CONSEGNA 1
Rispondi alle domande seguenti in base al brano.
(a) In quale giorno è iniziata ufficialmente la "búsqueda ciudadana"?
(b) Davanti alla caserma di quale battaglione si sono presentati il 12 gennaio?
(c) Quanti genitori sono rimasti feriti?

■ ■ ■ ■

Nonostante la forza di questi eventi dove convergono centinaia di esperienze differenti di lotta e di resistenza, questi uomini e queste donne hanno imparato (se già non lo sapevano) che nel Messico di oggi come altrove non basta parlare e denunciare pubblicamente una situazione per poter auspicare una svolta. Stanchi dell’inconsistenza delle indagini ufficiali, che in tutto questo tempo non hanno saputo trovare gli studenti né tantomeno fornire una pista verosimile sui fatti e sui responsabili, Il 14 gennaio è iniziata ufficialmente la “búsqueda ciudadana”, la ricerca dei desaparecidos da parte della società civile guidata dai familiari e dai compagni degli studenti. La ricerca autonoma che conducono familiari, studenti e tutti coloro che attraverso varie forme li appoggiano parte dal presupposto che sono sempre più gli indizi che lasciano pensare a un coinvolgimento diretto delle forze militari nella sparizione.
Mercoledì 12 gennaio hanno lanciato un appello e si sono presentati davanti alla caserma del ventisettesimo battaglione di fanteria di Iguala dove di fronte agli uomini in uniforme schierati per non farli passare, hanno chiesto di poter entrare per cercare i loro figli, ricevendo per tutta risposta l’arrivo di rinforzi davanti alle entrate. Quando la situazione ha iniziato a farsi tesa i padri e le madri, che hanno tra i quaranta e i sessant’anni e non sono certo abituati a fronteggiare militari, sono rimasti al fianco dei manifestanti a volto coperto in mezzo al fumo dei lacrimogeni a prendersi le bastonate (sono due i genitori feriti mentre almeno dieci gli studenti), cercando insieme a questi di entrare “sfondando” le reti di filo spinato.

■ ■ ■ ■

CONSEGNA 2
Conta le righe dell'elenco che contengono la stringa "combat", tenendo conto di maiuscole e minuscole. Scrivi soltanto il numero.

Elementi tratti da una fonte di dati
■ ■ ■ ■

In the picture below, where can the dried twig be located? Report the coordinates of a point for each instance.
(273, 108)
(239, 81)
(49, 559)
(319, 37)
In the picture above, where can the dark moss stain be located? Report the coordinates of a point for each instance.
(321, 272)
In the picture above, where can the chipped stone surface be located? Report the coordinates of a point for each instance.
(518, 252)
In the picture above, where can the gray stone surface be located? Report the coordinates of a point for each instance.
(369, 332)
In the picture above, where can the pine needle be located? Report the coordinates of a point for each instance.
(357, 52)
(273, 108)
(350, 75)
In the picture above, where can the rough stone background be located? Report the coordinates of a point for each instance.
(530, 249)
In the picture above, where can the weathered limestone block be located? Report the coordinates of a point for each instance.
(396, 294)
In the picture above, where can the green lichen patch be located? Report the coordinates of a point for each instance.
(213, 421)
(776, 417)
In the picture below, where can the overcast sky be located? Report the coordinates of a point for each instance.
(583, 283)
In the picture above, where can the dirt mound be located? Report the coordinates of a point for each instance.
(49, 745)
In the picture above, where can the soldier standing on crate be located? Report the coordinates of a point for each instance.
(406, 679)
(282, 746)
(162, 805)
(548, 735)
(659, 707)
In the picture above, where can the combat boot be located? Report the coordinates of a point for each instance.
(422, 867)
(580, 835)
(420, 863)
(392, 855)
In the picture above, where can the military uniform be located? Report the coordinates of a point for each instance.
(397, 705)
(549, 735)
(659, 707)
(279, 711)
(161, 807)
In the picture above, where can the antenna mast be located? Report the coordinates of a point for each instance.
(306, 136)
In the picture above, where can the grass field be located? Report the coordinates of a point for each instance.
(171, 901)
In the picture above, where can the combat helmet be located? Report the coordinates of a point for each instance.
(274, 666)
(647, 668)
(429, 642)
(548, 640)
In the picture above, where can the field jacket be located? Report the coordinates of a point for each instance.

■ ■ ■ ■

RISPOSTA ATTESA 1
(a) Il 14 gennaio.
(b) Il ventisettesimo battaglione di fanteria di Iguala.
(c) Due.

RISPOSTA ATTESA 2
2